● **抜粋した文章**
==============================

一般社団法人 日本医療情報学会

[3-E-2-04] 作業確認の信頼性向上を高めるAI介入の可能性について

瓜生 裕二1 (1. 船橋市立医療センター)

看護業務において診療記録に関連した事項として、予め医師が診療記録に記載された指示に対し、忠実に実施され、その状況を温度板等の看護記録へ記載することが該当する。医師の指示に対し、安全且つ確実に実施する手法として、看護業務実施前の指差し・声だし確認が行われているが、これは医療安全の基本として各医療機関の安全管理マニュアルには必ず記載されており、看護師のみならず多くの医療従事者が日々実践している。
 しかし、医療機能評価機構の医療事故情報収集等事業における、平成30年度のヒヤリ・ハット事例において、改善策として「指差し・声だし確認を行う」と報告されたものが37例あることを考慮すると、まだ全てにおいて実施されていないことが窺える。その一方で、ダブルチェックによる確認が試みられているが、これにおけるヒヤリ・ハット事例は541例報告があり、中にはダブルチェックでも防止できなかったヒヤリ・ハット事例も報告されている。

==============================

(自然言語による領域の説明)
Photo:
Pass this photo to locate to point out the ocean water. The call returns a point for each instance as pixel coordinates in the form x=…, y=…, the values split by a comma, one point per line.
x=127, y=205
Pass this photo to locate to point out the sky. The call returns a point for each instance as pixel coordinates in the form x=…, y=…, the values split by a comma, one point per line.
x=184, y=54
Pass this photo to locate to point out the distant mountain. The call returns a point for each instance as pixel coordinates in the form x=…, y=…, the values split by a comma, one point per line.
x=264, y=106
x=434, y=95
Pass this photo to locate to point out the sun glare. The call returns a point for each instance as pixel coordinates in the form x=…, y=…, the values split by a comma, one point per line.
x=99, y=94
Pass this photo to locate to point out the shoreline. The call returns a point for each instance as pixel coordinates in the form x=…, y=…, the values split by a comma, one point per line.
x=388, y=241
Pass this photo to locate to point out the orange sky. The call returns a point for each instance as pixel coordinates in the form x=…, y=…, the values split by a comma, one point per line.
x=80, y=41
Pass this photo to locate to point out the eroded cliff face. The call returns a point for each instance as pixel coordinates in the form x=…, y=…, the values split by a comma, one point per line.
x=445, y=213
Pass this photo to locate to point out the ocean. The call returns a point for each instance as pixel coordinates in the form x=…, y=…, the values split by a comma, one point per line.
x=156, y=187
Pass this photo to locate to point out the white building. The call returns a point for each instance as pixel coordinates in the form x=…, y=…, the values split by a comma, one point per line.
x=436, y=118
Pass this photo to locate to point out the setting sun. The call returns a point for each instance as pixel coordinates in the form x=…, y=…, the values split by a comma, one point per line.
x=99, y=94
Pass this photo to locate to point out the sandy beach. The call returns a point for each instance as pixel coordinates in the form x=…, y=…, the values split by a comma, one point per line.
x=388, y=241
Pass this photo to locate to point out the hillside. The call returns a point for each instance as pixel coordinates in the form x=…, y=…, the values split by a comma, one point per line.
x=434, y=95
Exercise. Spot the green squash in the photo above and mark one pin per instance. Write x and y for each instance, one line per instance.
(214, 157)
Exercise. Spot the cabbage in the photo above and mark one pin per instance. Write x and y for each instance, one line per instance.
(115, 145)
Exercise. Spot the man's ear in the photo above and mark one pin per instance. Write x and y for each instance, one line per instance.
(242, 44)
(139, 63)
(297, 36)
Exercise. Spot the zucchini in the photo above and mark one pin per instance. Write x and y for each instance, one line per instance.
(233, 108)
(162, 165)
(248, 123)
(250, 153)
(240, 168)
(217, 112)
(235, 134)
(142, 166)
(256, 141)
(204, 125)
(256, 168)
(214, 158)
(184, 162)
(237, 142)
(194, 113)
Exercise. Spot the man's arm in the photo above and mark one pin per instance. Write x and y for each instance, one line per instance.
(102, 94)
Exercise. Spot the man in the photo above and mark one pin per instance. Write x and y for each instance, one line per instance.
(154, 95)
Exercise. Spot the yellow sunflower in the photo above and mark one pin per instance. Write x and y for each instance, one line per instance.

==============================

● **やること**
(A) 作業確認についての文章によると、平成30年度のヒヤリ・ハット事例で、改善策として「指差し・声だし確認を行う」と報告されたものは何例ありますか？
(B) 作業確認についての文章の最後の文に続けて、文章を書き進めてください。

● **回答**
(A) 37例です。

(B)
 これらのヒヤリ・ハット事例の当事者は、経験年数の短い者に限らず、経験年数が長い者でもなりうることもあり、これを補う方法に機械を用いたダブルチェックの導入事例もあるが、操作・判断を人が行う以上、確実になくすることは困難であると言われている。
 これらを踏まえて、市中で普及しているデバイスで2つの事象、指差し・声だし確認の確実な実施、及び指示内容の確認のサポートについて、解決の可能性が期待できるものとして、電子カルテと接続し対話による内容確認を進めていく、チャットボットを中心としたウェアラブル機器の医療への転用について、考証を行なった。